▼

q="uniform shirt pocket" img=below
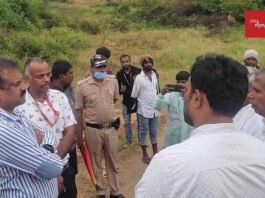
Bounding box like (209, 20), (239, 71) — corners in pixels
(84, 92), (97, 107)
(106, 88), (114, 103)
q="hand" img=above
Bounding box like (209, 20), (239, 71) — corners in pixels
(77, 134), (84, 148)
(57, 176), (65, 193)
(34, 129), (43, 145)
(161, 86), (170, 95)
(120, 84), (127, 93)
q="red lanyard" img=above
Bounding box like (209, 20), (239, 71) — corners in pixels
(34, 95), (59, 126)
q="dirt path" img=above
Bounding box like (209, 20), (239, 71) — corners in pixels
(76, 112), (167, 198)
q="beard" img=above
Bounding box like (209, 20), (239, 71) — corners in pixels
(143, 65), (152, 72)
(184, 110), (194, 126)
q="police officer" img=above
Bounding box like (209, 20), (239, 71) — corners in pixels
(75, 54), (124, 198)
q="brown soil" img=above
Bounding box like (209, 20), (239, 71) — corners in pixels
(76, 112), (167, 198)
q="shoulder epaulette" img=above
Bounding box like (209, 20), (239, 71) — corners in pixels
(108, 75), (117, 79)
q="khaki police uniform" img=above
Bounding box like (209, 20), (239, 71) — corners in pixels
(75, 75), (121, 196)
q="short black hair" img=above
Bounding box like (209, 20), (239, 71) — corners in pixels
(0, 57), (19, 89)
(120, 54), (131, 62)
(176, 71), (190, 81)
(96, 47), (111, 59)
(52, 60), (72, 79)
(190, 54), (248, 116)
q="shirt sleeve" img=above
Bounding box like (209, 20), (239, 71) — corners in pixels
(114, 78), (119, 100)
(75, 84), (84, 110)
(116, 72), (123, 95)
(131, 75), (140, 98)
(22, 116), (59, 151)
(154, 93), (170, 111)
(0, 122), (63, 179)
(40, 129), (58, 151)
(60, 93), (76, 128)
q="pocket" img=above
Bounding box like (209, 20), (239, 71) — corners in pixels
(106, 88), (114, 103)
(84, 92), (97, 106)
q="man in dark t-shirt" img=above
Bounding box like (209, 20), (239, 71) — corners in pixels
(116, 54), (141, 148)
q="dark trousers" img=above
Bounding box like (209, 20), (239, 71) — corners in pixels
(58, 149), (78, 198)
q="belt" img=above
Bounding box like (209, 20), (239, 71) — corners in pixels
(86, 122), (114, 129)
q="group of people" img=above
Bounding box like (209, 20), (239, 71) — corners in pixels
(0, 47), (125, 198)
(0, 57), (75, 198)
(135, 49), (265, 197)
(1, 46), (265, 198)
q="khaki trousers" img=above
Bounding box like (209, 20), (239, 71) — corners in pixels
(84, 126), (121, 196)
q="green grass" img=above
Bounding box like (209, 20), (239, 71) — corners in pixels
(1, 0), (265, 87)
(70, 25), (265, 87)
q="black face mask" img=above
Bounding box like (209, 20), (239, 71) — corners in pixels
(143, 65), (152, 72)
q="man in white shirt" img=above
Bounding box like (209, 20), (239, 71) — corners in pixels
(233, 53), (264, 138)
(248, 69), (265, 141)
(243, 49), (260, 82)
(233, 103), (264, 135)
(16, 57), (76, 197)
(131, 54), (159, 164)
(135, 54), (265, 197)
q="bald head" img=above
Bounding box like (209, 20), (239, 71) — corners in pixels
(24, 58), (51, 95)
(24, 57), (48, 76)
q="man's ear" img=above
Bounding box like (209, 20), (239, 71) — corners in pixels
(23, 75), (30, 83)
(22, 75), (30, 88)
(192, 89), (203, 108)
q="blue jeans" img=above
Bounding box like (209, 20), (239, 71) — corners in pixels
(122, 104), (139, 142)
(137, 113), (158, 145)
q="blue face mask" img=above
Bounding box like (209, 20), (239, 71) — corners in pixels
(94, 71), (107, 80)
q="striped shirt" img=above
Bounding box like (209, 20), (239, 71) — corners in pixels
(0, 108), (63, 198)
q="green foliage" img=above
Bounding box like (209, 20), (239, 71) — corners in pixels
(192, 0), (265, 20)
(117, 4), (130, 14)
(1, 0), (265, 80)
(133, 0), (196, 27)
(1, 27), (89, 63)
(192, 0), (221, 13)
(0, 0), (49, 30)
(220, 0), (264, 20)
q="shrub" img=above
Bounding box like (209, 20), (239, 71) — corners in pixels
(220, 0), (264, 21)
(134, 0), (196, 27)
(0, 0), (49, 30)
(3, 27), (89, 63)
(80, 21), (101, 35)
(192, 0), (221, 13)
(192, 0), (265, 20)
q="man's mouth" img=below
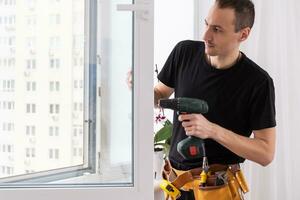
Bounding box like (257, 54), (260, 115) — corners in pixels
(205, 43), (215, 48)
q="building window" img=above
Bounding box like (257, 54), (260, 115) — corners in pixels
(73, 80), (83, 89)
(49, 58), (60, 69)
(2, 122), (14, 132)
(26, 126), (35, 136)
(73, 102), (83, 111)
(0, 101), (15, 110)
(25, 148), (35, 158)
(49, 104), (59, 114)
(49, 149), (59, 159)
(49, 126), (59, 136)
(49, 81), (59, 91)
(26, 81), (36, 91)
(8, 101), (14, 110)
(26, 104), (36, 113)
(26, 59), (36, 69)
(2, 80), (15, 91)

▲

== WHAT IS BEING ASKED ==
Every line above is to be repeated exactly, but no picture is to appear in the copy.

== ANSWER TO THIS EXERCISE ==
q="uniform shirt pocket" img=below
Bounding box like (209, 20), (239, 71) — corners in pixels
(84, 92), (97, 107)
(106, 88), (114, 103)
q="hand" img=above
Bounding box like (209, 20), (239, 71) — corners in pixels
(77, 134), (84, 148)
(57, 176), (65, 193)
(34, 129), (43, 145)
(161, 86), (170, 95)
(120, 84), (127, 93)
q="red lanyard" img=above
Bounding box like (209, 20), (239, 71) — corners in pixels
(34, 95), (59, 126)
q="dirt path" img=above
Bounding box like (209, 20), (239, 71) — corners in pixels
(76, 112), (167, 198)
q="beard" img=above
Bounding box like (209, 20), (239, 71) — corners in pixels
(143, 65), (152, 72)
(184, 110), (194, 126)
q="police officer" img=above
Bounding box like (209, 20), (239, 71) — corners in pixels
(75, 54), (124, 198)
q="brown soil" img=above
Bounding box like (209, 20), (239, 71) — corners in pixels
(76, 112), (167, 198)
q="shoulder epaulette" img=above
Bounding box like (209, 20), (239, 71) — corners in pixels
(108, 75), (117, 79)
q="khaki police uniform" img=above
Bounding box like (209, 20), (239, 71) — corners in pixels
(75, 75), (121, 196)
q="short black hair" img=above
Bounding box like (209, 20), (239, 71) — corners in pixels
(0, 57), (19, 89)
(120, 54), (131, 62)
(176, 71), (190, 81)
(96, 47), (111, 59)
(52, 60), (72, 79)
(190, 54), (248, 116)
q="shirt sleeve" img=above
Bounding box like (209, 20), (239, 71) — corners in pixels
(114, 78), (119, 100)
(75, 84), (84, 110)
(116, 72), (123, 95)
(131, 75), (140, 98)
(22, 116), (59, 151)
(154, 93), (170, 111)
(0, 122), (63, 179)
(40, 129), (58, 151)
(60, 93), (76, 128)
q="pocket" img=above
Bounding box like (209, 20), (239, 71) — corners in pixels
(106, 88), (114, 103)
(84, 92), (97, 106)
q="man in dark t-shirt" img=above
Bounding box like (209, 20), (239, 71) — corners in pixels
(116, 54), (141, 148)
q="dark trousers" img=above
Bounding box like (209, 20), (239, 71) — corners in pixels
(58, 149), (78, 198)
q="belt" img=above
Bounding box like (209, 20), (239, 71) — corners in pixels
(86, 122), (114, 129)
q="group of people" img=above
Bounding box like (209, 20), (239, 71) — corners in pixels
(0, 47), (125, 198)
(0, 57), (75, 198)
(135, 49), (265, 197)
(1, 46), (265, 198)
q="khaki trousers" img=above
Bounding box like (209, 20), (239, 71) — corners in pixels
(84, 126), (121, 196)
q="green grass" img=above
Bounding box like (209, 20), (239, 71) — corners in pixels
(1, 0), (265, 87)
(70, 25), (265, 87)
q="black face mask" img=above
Bounding box like (209, 20), (239, 71) — corners in pixels
(143, 65), (152, 72)
q="man in white shirt" img=above
Bounding box like (209, 20), (239, 71) — corners in pixels
(233, 53), (264, 138)
(248, 69), (265, 141)
(243, 49), (260, 82)
(233, 103), (264, 135)
(16, 57), (76, 197)
(131, 54), (159, 164)
(135, 54), (265, 197)
q="bald head" img=above
Bounding box like (209, 20), (239, 71) — corners in pixels
(24, 58), (51, 95)
(24, 57), (48, 76)
q="man's ear" img=above
Bounding box like (209, 20), (239, 71) — corners in pixels
(23, 75), (30, 83)
(22, 75), (30, 88)
(192, 89), (203, 108)
q="blue jeans" img=above
Bounding box like (209, 20), (239, 71) — corners in pixels
(122, 104), (139, 142)
(137, 113), (158, 145)
q="blue face mask" img=above
Bounding box like (209, 20), (239, 71) — corners in pixels
(94, 71), (107, 80)
q="striped shirt" img=above
Bounding box like (209, 20), (239, 71) — corners in pixels
(0, 108), (63, 198)
q="green foliage" img=above
Bounding box like (209, 20), (239, 71) — corners in pixels
(192, 0), (265, 20)
(117, 4), (130, 14)
(1, 0), (265, 80)
(133, 0), (196, 27)
(1, 27), (89, 63)
(192, 0), (221, 13)
(0, 0), (49, 30)
(220, 0), (264, 20)
q="shrub" img=above
Bounding box like (209, 20), (239, 71) — corners in pixels
(220, 0), (264, 21)
(134, 0), (196, 27)
(0, 0), (49, 30)
(3, 27), (89, 63)
(80, 21), (101, 35)
(192, 0), (221, 13)
(192, 0), (265, 20)
q="man's mouth" img=below
Bounding box like (257, 54), (260, 115) — corners in pixels
(205, 43), (215, 48)
q="building window" img=above
Bounding box like (257, 54), (260, 115) — corners in pixels
(73, 80), (83, 89)
(49, 58), (60, 69)
(2, 122), (14, 132)
(26, 126), (35, 136)
(73, 102), (83, 111)
(0, 101), (15, 110)
(25, 148), (35, 158)
(49, 104), (59, 114)
(49, 149), (59, 159)
(49, 126), (59, 136)
(49, 81), (59, 91)
(26, 81), (36, 91)
(8, 101), (14, 110)
(26, 104), (36, 113)
(26, 59), (36, 69)
(2, 80), (15, 91)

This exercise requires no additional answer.